**GOAL OF THE EXERCISE**
Print out every line, exactly as written.

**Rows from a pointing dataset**
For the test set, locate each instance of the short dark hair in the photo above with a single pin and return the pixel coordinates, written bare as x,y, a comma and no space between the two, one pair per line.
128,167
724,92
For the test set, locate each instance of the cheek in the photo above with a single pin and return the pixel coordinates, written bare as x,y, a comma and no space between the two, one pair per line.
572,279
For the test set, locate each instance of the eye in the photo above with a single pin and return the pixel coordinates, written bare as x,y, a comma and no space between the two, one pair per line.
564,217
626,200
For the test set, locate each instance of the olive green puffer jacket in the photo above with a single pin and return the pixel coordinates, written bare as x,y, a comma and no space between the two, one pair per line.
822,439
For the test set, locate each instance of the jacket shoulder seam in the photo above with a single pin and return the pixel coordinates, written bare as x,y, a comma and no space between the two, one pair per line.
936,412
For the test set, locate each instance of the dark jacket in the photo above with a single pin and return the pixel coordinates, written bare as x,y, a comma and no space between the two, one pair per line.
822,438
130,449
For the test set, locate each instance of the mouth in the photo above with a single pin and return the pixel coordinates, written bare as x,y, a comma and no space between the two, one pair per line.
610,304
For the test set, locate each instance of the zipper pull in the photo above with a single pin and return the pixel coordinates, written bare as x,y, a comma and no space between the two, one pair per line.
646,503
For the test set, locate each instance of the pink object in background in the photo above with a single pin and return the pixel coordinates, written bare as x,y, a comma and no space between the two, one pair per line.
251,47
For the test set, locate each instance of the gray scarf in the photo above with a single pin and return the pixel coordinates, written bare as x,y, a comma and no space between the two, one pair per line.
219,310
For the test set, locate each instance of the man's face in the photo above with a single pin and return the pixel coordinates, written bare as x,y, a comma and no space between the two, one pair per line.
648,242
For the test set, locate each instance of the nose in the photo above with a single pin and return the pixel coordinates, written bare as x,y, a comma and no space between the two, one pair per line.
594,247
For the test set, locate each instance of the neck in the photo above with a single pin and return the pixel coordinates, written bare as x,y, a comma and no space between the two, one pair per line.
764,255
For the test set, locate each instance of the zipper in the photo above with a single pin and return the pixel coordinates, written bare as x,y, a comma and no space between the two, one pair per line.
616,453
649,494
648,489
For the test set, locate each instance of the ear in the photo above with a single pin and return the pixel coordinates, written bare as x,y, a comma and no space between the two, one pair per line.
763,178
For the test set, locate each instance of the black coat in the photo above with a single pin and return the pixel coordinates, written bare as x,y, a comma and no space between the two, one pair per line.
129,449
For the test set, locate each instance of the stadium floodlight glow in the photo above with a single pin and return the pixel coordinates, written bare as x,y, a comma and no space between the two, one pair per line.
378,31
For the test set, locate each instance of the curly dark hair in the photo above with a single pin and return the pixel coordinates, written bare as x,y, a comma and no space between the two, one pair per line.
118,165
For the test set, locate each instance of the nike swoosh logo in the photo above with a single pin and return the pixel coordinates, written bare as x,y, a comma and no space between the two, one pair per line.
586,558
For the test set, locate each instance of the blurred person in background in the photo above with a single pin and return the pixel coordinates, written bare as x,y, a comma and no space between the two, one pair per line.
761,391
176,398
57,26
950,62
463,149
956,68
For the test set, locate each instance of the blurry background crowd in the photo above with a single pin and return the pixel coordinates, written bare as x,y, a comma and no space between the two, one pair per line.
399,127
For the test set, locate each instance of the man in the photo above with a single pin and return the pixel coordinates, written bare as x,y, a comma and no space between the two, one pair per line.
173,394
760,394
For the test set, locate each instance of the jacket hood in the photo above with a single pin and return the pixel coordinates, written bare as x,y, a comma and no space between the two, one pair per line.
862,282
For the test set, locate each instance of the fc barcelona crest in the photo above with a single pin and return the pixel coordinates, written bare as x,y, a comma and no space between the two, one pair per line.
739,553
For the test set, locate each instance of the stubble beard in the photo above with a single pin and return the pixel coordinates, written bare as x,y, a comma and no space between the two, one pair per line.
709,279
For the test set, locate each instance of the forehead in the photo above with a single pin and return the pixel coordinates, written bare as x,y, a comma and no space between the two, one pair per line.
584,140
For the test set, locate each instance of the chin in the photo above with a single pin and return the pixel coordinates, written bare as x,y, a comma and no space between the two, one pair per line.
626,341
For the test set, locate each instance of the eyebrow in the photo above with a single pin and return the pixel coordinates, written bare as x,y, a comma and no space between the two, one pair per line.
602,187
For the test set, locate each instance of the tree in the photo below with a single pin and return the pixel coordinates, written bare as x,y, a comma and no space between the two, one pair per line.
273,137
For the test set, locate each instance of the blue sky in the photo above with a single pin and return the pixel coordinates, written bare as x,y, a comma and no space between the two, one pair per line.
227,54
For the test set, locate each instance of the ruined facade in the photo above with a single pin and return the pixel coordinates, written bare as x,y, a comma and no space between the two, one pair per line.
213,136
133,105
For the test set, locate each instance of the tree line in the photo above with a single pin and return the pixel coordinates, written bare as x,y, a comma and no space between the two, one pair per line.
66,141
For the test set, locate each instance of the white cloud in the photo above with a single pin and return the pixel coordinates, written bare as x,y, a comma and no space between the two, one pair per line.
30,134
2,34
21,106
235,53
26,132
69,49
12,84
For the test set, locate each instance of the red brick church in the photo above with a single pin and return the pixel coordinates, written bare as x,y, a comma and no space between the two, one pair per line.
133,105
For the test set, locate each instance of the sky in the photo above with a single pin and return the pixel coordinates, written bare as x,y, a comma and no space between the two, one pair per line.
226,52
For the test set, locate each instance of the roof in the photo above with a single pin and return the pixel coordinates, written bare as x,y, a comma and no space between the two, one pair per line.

**WRITTEN SOLUTION**
For the test set, locate each instance of the short dark hair in the photo above with a single pin and return the pixel coordinates, written bare as x,y, a comma and no space between the two, one pair per line.
128,167
724,92
For the test set, locate each instance of the cheek in the photo above with a single pin and return the pixel coordinates, written bare as x,y, a comma and no space between the two, one pair per line.
572,279
For the test set, locate each instance of the eye in the photo above with a single pin and return the pixel coordinates, written bare as x,y, a comma and no space between the two, one pair per line.
564,217
626,200
For the test set, locate each instance of the olive green puffer jacket in the photo above with a single pin and return the pixel coordinates, written bare as x,y, a comma and no space between the two, one pair per line.
822,439
For the test set, locate each instance of the jacket shoulder seam in the photo above with a single pin and return the pixel coordinates, written bare as x,y, a comma and no space between the two, one pair per line.
936,412
For the test set, locate each instance of the dark jacket in the photo above with a single pin and return the pixel coordinates, written bare as x,y, a comma and no space between the two, one pair per line.
822,438
130,449
For the test set, locate each instance of the mouth in the photo above with a single pin and return the pixel coordinates, written bare as x,y, a comma and no space between the two, one pair per line.
610,304
For the test set, locate each instance of the zipper pull in the photo above with a single pin and return the pixel coordinates, written bare as x,y, a comma and no space between the two, one pair per line.
646,503
For the test set, locate each instance of the pink object in background in the photo above with a single pin and return the pixel coordinates, written bare as x,y, a comma and no space between the two, one pair per line.
251,47
For the test set, locate each instance of the gray scarf in the photo above with a single pin and return the pixel coordinates, written bare as x,y, a comma and no space between the two, one pair per line.
219,310
For the test set, locate each instance of the man's face in the photo above with a single pin and return the pixel coordinates, written bare as x,y, a comma and no space between the two, one pair per line.
648,242
For the test set, locate each instance of the nose in the photo above with a single pin and return the pixel coordinates, written bare as x,y, a comma and no space between the two, one pair per line.
594,247
For the test set, locate each instance of the neck in the photo above with a single pin and return the pixel coordinates, written bare as x,y, a comma and no space between the two, one pair per line.
764,255
For the test set, locate each instance of the zipper in the photo above with a single pin and return the pixel coordinates, written bare as x,y, a comma and no space between the two, one pair per line.
616,453
649,494
648,489
For the test set, locate each instance of the ear in the photo above with a single pin and return the pixel coordinates, written bare as x,y, a comma and no space between the two, one pair per line.
763,178
For the test set, locate each instance of the black coat in the photo above with a single pin and return the pixel coordinates, written bare as x,y, a comma and no space between the two, one pair per line.
129,449
For the test set, locate each instance of the stadium floodlight glow in the photo above with a single pin and return the pixel coordinates, written bare as x,y, a comma and no space between the two, one pair per line.
378,31
For the test set, locate each instance of the curly dark hair in the photo above with a single pin and return the pixel coordinates, written bare as x,y, a comma and no space between the two, one pair per line.
118,165
For the test set, locate each instance of the nike swoosh logo in the photo above with a single pin and return the pixel coordinates, written bare as x,y, a comma and no space between the two, one pair per line.
586,558
For the test set, locate each instance of the blurred person in background in the photo above with a single pin and return the pixel coordinates, written bare as x,y, a comma and no space between the two, one pair per line.
761,391
176,398
57,26
950,62
463,149
956,68
For the test set, locate each instance of the blurry background crowd in the photo above with a single pin and return the pixel coordinates, written bare as x,y, a comma and no space between the two, one pair per line.
399,127
For the test set, locate each instance of the man in the photo above with a single pin and return the pixel coordinates, written bare as x,y, a comma and no space between the two, one pair per line.
173,394
760,394
For the test set, locate each instance of the jacket hood in the photo above with a single pin and return the pixel coordinates, written bare as x,y, a comma and no space between the two, one pair per line.
862,282
For the test set, locate each instance of the fc barcelona crest in the photo above with a single pin and return the pixel coordinates, written bare as x,y, a comma and no space between the two, one pair per line.
739,553
For the test set, locate each instance of the stubble beard in the photo above with a single pin and return the pixel coordinates, written bare as x,y, a comma and no space between the two, one pair per line.
709,279
For the test set, locate each instance of the forehead in the photo above with a single pin and return the pixel coordinates, written bare as x,y, a comma and no space between the two, one pair per line.
584,140
For the test set, locate each instance of the chin in the photo above with a single pin and return the pixel coordinates, written bare as x,y, a comma and no space between the two, one pair per line.
626,341
For the test set, locate each instance of the eyebrow in the photo above with a single pin and return the pixel coordinates, written bare as x,y, a comma and no space between the two, one pair per line.
602,187
For the test set, locate each instance of the tree in the photo below with a single pin and return the pixel coordinates, written bare as x,y, a comma and no space between the two, one pair per line.
273,137
For the test set, locate each instance of the blue sky in the photo above with a single pin and return the pixel coordinates, written bare as x,y, a comma and no space between the two, one pair per line.
227,54
For the test set, locate each instance of the ruined facade in the photo above with a single pin and return the pixel coordinates, written bare as x,y, a comma and no space between the two, one pair per line.
213,136
133,105
For the test set, locate each instance of the tree line in the photo above with a single pin and return the pixel coordinates, written bare as x,y, a comma and no space between the two, one pair per line.
66,141
For the test set, locate each instance of the white cloud in the photo above with a single pin and return the pixel coordinates, written bare as x,y, a comma and no space between the two, one pair per line.
30,134
2,34
21,106
235,53
26,132
69,49
12,84
For the test set, locate each instance of the red brick church in the photo above with a single pin and return the pixel coordinates, written bare as x,y, a comma and no space between the two, one pair per line.
133,105
For the test set, locate each instance of the sky in the photo above with a single pin and return the pixel coordinates, written bare as x,y, a comma and no space between the two, one pair per line.
226,52
For the test set, locate each instance of the roof in the photo above with a single pin and return the pixel coordinates, written bare as x,y, a comma and no space between the two, one pair per line.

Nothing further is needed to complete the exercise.